TEXT SECTION: Begin

February 11, 2014 -- Life-long Santa Monica resident, Ben Allen, hopes to be the second person in the bayside city’s history to make the jump from the School Board to Sacramento.

Following in the footsteps of U.S. Congresswoman Julia Brownley, who was elected to the State legislature in 2006, Allen announced his bid to represent a swath of L.A. County’s coastline -- including his hometown in Sacramento.

“I served as president of the Board during one of the most difficult years economically for the State,” said Allen.

“We were able to maintain the quality of education of our district while keeping our books balanced,” he said, adding that SMMUSD has one of the highest bond ratings in California.

Despite the economic slump, “the caliber of the district was maintained when a lot of districts struggled to succeed,” said Allen.

“That took some strategic thinking,” he said. “We had to make difficult choices, sometimes with tough opposition.”

While Allen got his start as an education advocate, he said he hopes to bring what he’s learned from his eight years on the School Board, which oversees the District’s $120 million budget, to tackle a wider range of issues on an even bigger stage.

“I grew up hiking in the Santa Monica Mountains and swimming in the Santa Monica Bay,” said Allen. “Preserving those natural resources would be an important part of my work.”

State Senate District 26, which Allen hopes to represent, stretches along the coast from Palos Verdes to the Santa Monica Mountains and east to West Hollywood and Beverly Hills.

Allen said he wants to work to bring L.A.’s public transit system up to modern standards. He wants to push for better early childhood education as a way to address the achievement gap, which he sees as one of the root-causes of poverty.

He also wants to work with local businesses to help grow the job market.

“I’m proud that I have a good relationship with the Chamber of Commerce,” he said. “I’m a progressive Democrat who cares deeply about working with business to create good jobs for our community.

“It’s a matter of being able to listen to and engage with business leaders,” he said. “What are the things they would like to see out of government that would help them create new jobs?”

It’s also about looking to businesses to be partners in advancing social causes, Allen said.

“A growing economy helps people from all socioeconomic backgrounds,” he said.

In 2010, Allen spearheaded the expansion of the nonprofit Spark Program into Los Angeles. Spark LA, he said, is about “bringing in businesses to help mentor kids.

The nonprofit connects about 250 at-risk middle school students annually with apprenticeships in the city’s industries.

TEXT SECTION: End
SUPPLIED INFORMATION: Begin

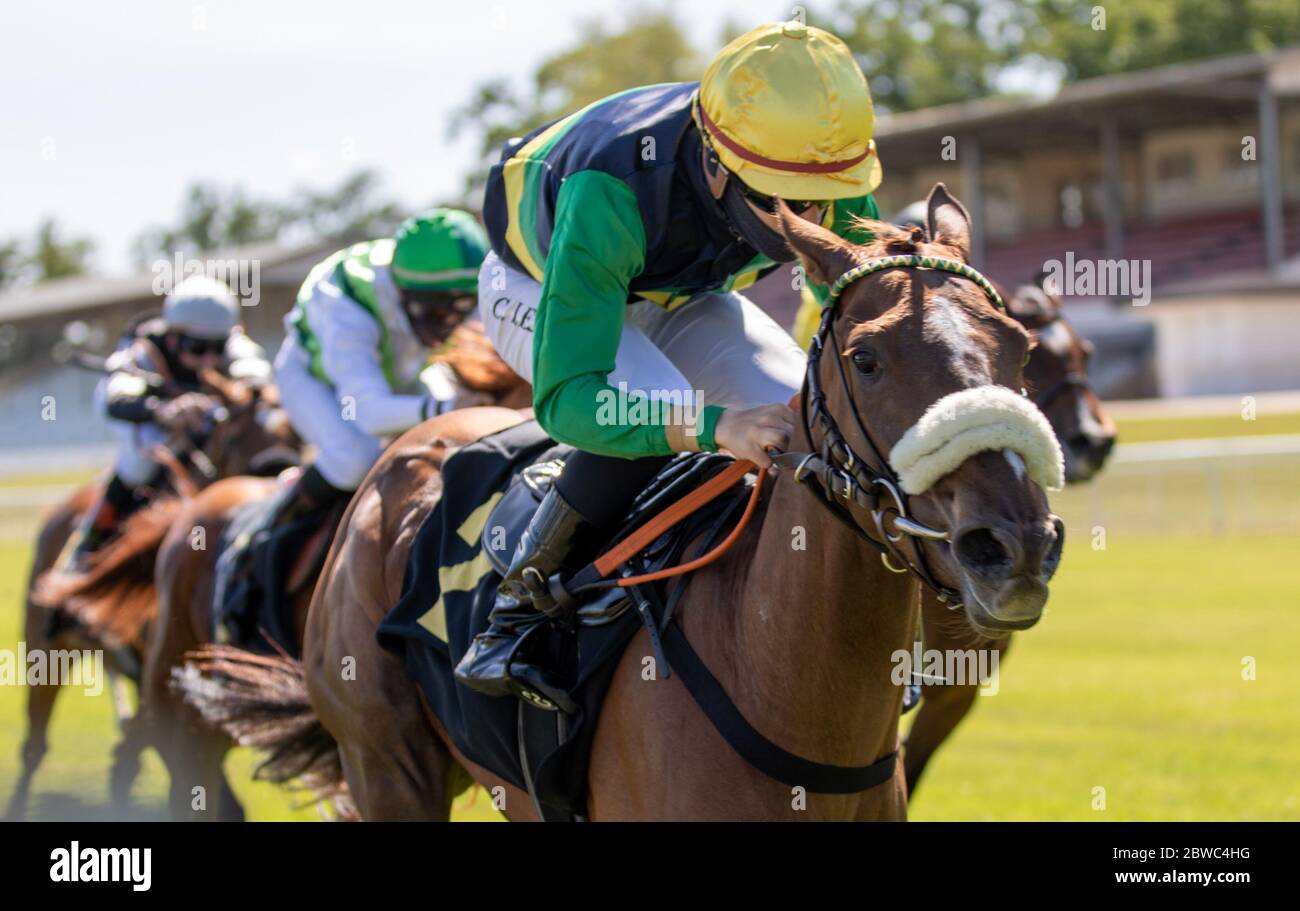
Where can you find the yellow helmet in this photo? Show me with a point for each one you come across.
(787, 111)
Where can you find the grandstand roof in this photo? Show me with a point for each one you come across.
(1208, 90)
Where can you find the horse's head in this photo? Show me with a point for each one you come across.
(479, 368)
(256, 436)
(1057, 378)
(921, 373)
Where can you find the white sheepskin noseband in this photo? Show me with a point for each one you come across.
(970, 421)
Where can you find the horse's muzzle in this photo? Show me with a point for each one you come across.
(1005, 571)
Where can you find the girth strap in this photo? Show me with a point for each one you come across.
(750, 745)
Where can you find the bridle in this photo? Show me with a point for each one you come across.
(841, 473)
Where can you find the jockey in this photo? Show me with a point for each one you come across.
(622, 237)
(354, 367)
(152, 391)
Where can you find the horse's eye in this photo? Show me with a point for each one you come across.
(866, 363)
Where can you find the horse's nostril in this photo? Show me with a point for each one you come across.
(1052, 559)
(980, 551)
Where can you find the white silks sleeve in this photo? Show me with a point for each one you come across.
(349, 341)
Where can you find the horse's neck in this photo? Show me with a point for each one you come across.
(802, 634)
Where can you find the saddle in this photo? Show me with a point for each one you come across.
(490, 490)
(258, 575)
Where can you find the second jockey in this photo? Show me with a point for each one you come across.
(354, 367)
(154, 391)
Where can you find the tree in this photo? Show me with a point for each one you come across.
(917, 53)
(649, 50)
(11, 263)
(215, 218)
(55, 257)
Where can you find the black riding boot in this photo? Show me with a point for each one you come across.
(523, 603)
(116, 504)
(592, 493)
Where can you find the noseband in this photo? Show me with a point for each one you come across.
(844, 474)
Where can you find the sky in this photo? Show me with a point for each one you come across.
(112, 109)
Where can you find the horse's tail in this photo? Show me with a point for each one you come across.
(260, 701)
(116, 595)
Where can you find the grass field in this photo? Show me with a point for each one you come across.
(1132, 681)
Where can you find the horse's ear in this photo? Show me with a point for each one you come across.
(1031, 307)
(824, 255)
(949, 222)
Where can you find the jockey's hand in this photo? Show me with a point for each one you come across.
(185, 412)
(749, 433)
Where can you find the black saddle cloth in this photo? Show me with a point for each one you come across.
(252, 604)
(451, 580)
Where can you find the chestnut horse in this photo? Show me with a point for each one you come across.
(804, 641)
(255, 433)
(182, 585)
(1057, 380)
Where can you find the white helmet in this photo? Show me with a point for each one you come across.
(202, 307)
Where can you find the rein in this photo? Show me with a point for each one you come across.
(841, 473)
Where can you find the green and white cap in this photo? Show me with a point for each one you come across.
(440, 250)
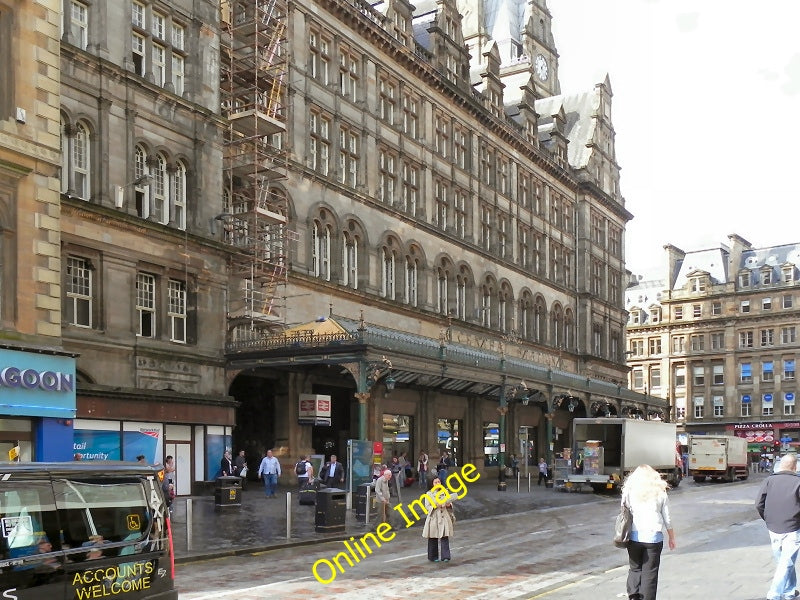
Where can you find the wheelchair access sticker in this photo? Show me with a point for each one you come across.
(134, 522)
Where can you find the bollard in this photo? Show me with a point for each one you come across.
(366, 510)
(288, 515)
(188, 523)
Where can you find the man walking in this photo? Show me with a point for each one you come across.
(778, 503)
(269, 470)
(382, 495)
(333, 473)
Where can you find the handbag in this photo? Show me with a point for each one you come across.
(623, 526)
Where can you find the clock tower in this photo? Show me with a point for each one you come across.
(538, 45)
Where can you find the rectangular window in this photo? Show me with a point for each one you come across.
(699, 376)
(79, 292)
(655, 378)
(638, 378)
(387, 100)
(655, 346)
(410, 188)
(348, 73)
(159, 65)
(146, 305)
(680, 376)
(698, 342)
(178, 36)
(137, 15)
(177, 311)
(788, 369)
(137, 54)
(745, 339)
(178, 73)
(410, 111)
(319, 143)
(746, 373)
(767, 373)
(79, 24)
(718, 340)
(348, 157)
(718, 374)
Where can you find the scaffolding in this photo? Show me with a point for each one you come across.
(253, 96)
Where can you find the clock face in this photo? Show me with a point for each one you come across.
(540, 67)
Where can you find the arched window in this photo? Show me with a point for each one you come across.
(350, 260)
(540, 321)
(411, 282)
(569, 329)
(321, 250)
(388, 277)
(179, 195)
(81, 161)
(141, 173)
(557, 330)
(161, 190)
(526, 316)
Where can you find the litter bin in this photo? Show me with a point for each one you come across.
(228, 492)
(330, 512)
(361, 502)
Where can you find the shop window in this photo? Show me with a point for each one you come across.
(491, 444)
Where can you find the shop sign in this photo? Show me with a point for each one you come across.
(314, 409)
(34, 384)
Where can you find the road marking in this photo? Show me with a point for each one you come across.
(221, 594)
(405, 557)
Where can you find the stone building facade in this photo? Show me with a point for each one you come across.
(36, 374)
(456, 216)
(719, 341)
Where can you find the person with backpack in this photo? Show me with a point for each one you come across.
(304, 471)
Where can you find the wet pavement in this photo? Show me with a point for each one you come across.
(261, 523)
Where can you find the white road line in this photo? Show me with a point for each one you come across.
(221, 594)
(405, 557)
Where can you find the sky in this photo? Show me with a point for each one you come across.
(706, 109)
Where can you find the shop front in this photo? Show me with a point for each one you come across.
(37, 404)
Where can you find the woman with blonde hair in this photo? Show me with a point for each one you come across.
(645, 493)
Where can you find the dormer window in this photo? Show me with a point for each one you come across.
(744, 279)
(697, 284)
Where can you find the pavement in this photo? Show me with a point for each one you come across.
(201, 531)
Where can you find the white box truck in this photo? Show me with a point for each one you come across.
(612, 447)
(718, 457)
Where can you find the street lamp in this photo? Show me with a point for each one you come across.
(519, 392)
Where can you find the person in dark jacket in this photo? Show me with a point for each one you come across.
(778, 503)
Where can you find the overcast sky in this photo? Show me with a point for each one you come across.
(705, 108)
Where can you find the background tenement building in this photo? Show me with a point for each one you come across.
(717, 337)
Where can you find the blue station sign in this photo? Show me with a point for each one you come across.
(37, 385)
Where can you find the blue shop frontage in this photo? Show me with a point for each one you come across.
(37, 404)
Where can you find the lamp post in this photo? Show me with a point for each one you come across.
(369, 373)
(521, 390)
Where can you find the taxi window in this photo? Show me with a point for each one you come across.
(28, 522)
(107, 517)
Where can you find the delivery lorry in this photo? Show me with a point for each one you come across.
(606, 449)
(718, 457)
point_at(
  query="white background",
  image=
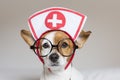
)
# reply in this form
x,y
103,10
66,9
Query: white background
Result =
x,y
101,51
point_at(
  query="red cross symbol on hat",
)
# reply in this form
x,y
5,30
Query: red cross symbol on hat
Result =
x,y
55,20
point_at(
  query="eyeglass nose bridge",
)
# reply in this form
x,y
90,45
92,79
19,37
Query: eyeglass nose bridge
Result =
x,y
55,46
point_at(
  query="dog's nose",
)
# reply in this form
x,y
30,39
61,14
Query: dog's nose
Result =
x,y
54,57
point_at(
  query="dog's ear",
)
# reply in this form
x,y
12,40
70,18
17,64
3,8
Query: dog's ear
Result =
x,y
82,38
27,36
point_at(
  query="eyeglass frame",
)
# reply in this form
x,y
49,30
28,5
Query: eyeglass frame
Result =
x,y
52,46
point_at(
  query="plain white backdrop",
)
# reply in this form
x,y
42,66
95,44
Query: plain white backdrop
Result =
x,y
102,49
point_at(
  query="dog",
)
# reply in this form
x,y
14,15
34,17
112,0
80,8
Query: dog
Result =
x,y
56,49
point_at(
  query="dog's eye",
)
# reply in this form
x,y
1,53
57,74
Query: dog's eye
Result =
x,y
45,45
64,45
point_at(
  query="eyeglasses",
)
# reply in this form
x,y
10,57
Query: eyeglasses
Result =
x,y
43,47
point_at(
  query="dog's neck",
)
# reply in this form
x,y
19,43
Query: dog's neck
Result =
x,y
58,74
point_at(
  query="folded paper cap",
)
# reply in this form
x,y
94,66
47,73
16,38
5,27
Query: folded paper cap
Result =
x,y
56,18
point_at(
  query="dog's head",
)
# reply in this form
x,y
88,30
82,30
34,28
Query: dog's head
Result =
x,y
55,47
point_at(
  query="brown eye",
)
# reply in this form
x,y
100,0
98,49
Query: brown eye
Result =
x,y
64,45
46,45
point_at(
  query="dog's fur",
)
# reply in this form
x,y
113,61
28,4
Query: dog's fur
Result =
x,y
57,72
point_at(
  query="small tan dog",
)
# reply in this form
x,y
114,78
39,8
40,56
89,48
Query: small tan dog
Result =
x,y
56,49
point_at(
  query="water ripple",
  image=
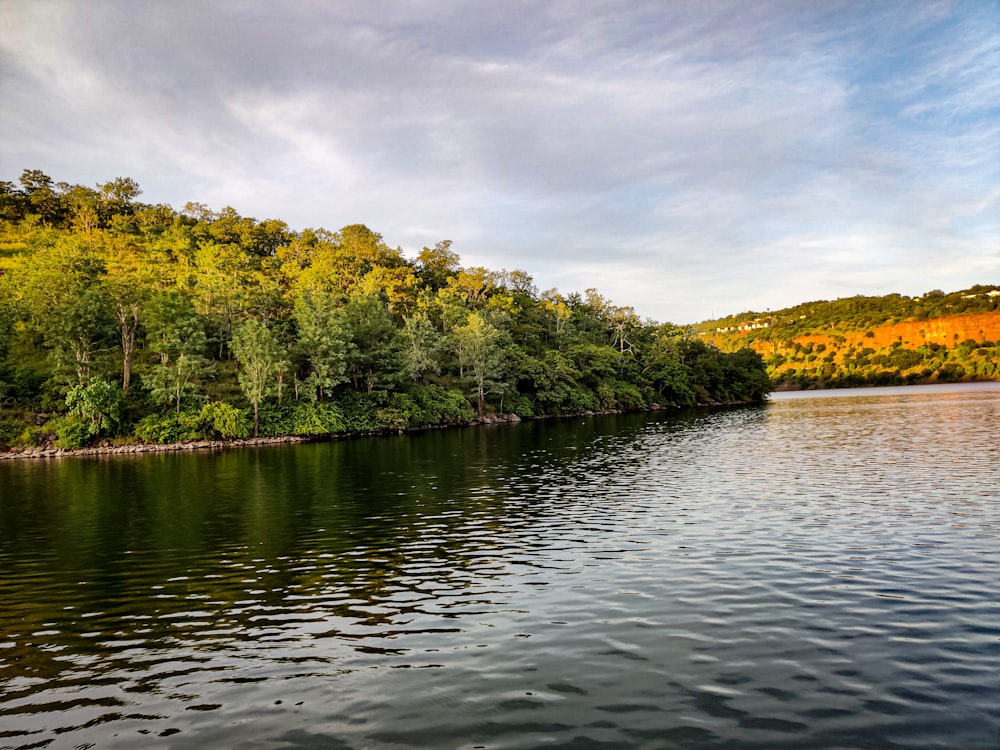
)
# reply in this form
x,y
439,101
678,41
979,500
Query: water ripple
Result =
x,y
818,572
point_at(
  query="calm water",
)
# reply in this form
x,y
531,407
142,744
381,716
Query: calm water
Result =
x,y
822,571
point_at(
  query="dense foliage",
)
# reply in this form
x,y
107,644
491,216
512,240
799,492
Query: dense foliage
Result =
x,y
888,340
120,319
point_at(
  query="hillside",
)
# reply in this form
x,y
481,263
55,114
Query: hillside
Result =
x,y
872,340
124,321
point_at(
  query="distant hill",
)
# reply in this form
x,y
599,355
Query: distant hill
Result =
x,y
887,340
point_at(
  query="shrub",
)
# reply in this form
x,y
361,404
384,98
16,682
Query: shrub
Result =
x,y
170,428
74,431
224,420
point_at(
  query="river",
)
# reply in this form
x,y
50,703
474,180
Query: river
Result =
x,y
821,571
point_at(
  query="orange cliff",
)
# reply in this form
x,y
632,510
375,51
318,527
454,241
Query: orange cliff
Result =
x,y
947,332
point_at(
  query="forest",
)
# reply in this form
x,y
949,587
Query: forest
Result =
x,y
887,340
122,321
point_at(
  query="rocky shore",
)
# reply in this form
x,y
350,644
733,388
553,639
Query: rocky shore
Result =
x,y
107,449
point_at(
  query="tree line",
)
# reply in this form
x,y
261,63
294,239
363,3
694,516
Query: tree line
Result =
x,y
130,321
833,344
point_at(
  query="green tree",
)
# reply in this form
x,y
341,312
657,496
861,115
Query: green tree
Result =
x,y
321,342
259,361
98,403
373,355
477,344
176,333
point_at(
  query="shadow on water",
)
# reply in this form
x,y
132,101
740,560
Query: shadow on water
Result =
x,y
795,574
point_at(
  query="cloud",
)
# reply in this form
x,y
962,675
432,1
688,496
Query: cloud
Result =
x,y
680,157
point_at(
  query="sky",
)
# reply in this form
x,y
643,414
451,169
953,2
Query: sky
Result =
x,y
688,159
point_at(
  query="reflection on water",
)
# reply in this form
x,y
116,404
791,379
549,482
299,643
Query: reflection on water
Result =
x,y
818,572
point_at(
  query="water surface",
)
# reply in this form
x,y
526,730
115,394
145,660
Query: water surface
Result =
x,y
820,571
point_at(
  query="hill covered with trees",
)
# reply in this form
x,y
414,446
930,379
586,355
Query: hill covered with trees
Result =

SUPPLIED INFORMATION: End

| TO DO |
- a) Swap "bayside" for "coastal" in the article about Ben Allen's Senate bid, and write out the passage starting with "February 11, 2014" and going on through "Board to Sacramento.".
- b) According to the article on Ben Allen's Senate bid, how large is the budget that the School Board oversees?
- c) Give what follows the last sentence of the article on Ben Allen's Senate bid.

| TASK RESPONSES |
- a)
February 11, 2014 -- Life-long Santa Monica resident, Ben Allen, hopes to be the second person in the coastal city’s history to make the jump from the School Board to Sacramento.

- b) $120 million

- c)
“At the heart of all of it is how do we preserve the quality of life of the beach cities,” he said.

Many political observers originally thought that Allen, who graduated from Santa Monica High School in 1996, would make a bid in 2014 for City Council with rumors that its longest-serving member may step down this year.

But with SD 26’s current representative, Ted Lieu, stepping down to run for Congress, Allen announced Saturday that he would seek Lieu’s seat.

That relieved some in Santa Monica who were concerned that, as a council member, Allen wouldn’t be able to vote on the development agreement for the controversial $255 overhaul of the Fairmont Miramar Hotel.

Richardson & Patel LLP, the law firm for which Allen works, does legal work for the Miramar’s neighbor -- and vocal opponent of the project -- the Huntley Hotel.

While Allen’s firm has not been lead counsel in the Huntley Hotel’s campaign against its neighbor’s plan to build a 320-foot tower on its property, Allen would likely have had to recuse himself, effectively leaving the Council with a 3-to-3 split on the project.

Allen will square off in the June 3 primary against three other candidates, all of whom have sought the Democratic Party nomination.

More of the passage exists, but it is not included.